DESCRIPTION OF THE TASK:
Lay out all of the material below as a two-column CSV with the headers request and answer. Give one row per request, with each value in a single quoted field and line breaks replaced by spaces, and leave the pictures out.

[Image location labeling entries]
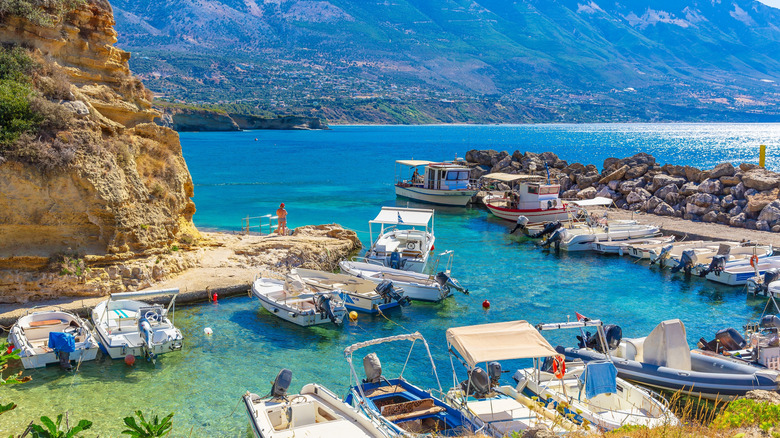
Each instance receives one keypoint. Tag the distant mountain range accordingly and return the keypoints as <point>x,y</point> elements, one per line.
<point>542,60</point>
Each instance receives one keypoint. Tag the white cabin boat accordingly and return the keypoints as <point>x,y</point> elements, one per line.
<point>529,196</point>
<point>291,302</point>
<point>315,412</point>
<point>404,240</point>
<point>52,336</point>
<point>416,286</point>
<point>444,183</point>
<point>126,326</point>
<point>357,293</point>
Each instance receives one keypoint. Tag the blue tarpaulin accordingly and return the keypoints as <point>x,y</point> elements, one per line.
<point>62,342</point>
<point>600,377</point>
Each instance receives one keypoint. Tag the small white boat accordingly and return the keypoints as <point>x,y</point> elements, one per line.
<point>529,196</point>
<point>127,326</point>
<point>52,336</point>
<point>404,240</point>
<point>357,293</point>
<point>314,412</point>
<point>292,302</point>
<point>444,183</point>
<point>416,286</point>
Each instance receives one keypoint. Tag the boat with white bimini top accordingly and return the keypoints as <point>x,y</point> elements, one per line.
<point>663,360</point>
<point>416,286</point>
<point>594,392</point>
<point>314,412</point>
<point>411,410</point>
<point>293,302</point>
<point>444,183</point>
<point>529,196</point>
<point>505,409</point>
<point>52,336</point>
<point>127,326</point>
<point>404,240</point>
<point>357,293</point>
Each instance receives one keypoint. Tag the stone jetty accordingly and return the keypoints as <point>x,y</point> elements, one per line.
<point>744,196</point>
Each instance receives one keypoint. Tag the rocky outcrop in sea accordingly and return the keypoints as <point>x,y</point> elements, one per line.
<point>743,196</point>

WRITTEN ANSWER:
request,answer
"Each instance receives one keypoint. Tag the distant mountain range accordingly and return the keypoints as <point>x,y</point> elements, one per line.","<point>542,60</point>"
"Each instance receives one keypoint. Tag the white cabin boat accordingly and return the keypoints as <point>x,y</point> elements, one per line.","<point>529,196</point> <point>291,302</point> <point>315,412</point> <point>404,240</point> <point>52,336</point> <point>416,286</point> <point>444,183</point> <point>126,326</point> <point>357,293</point>"
"Each instance receives one keypoint. Tag the blue tarpaulin accordingly and return the keypoints as <point>x,y</point> elements, one per line.","<point>62,342</point> <point>600,377</point>"
"Each instance receives one keypoint. Tag the small white boat accordingly and return the keypoints as <point>x,y</point> elements, one per line.","<point>529,196</point> <point>127,326</point> <point>52,336</point> <point>404,240</point> <point>357,293</point> <point>314,412</point> <point>292,302</point> <point>444,183</point> <point>416,286</point>"
"Each instance receives one keypoint. Tag the boat with white bimini top accordingly and return the keypoints as <point>x,y</point> elements, one per line.","<point>663,360</point> <point>416,286</point> <point>594,392</point> <point>314,412</point> <point>411,410</point> <point>293,302</point> <point>444,183</point> <point>529,196</point> <point>505,409</point> <point>52,336</point> <point>127,326</point> <point>404,240</point> <point>357,293</point>"
"Each instance receives one keypoint. Tag the stone jetty accordingly and return the keypoints as <point>x,y</point> elements, one per line.","<point>744,196</point>"
"Each instance receives one keypoint. Tag the rocky outcrop in sea accordingly and return the keypoints as <point>x,y</point> elements, one per line.","<point>743,196</point>"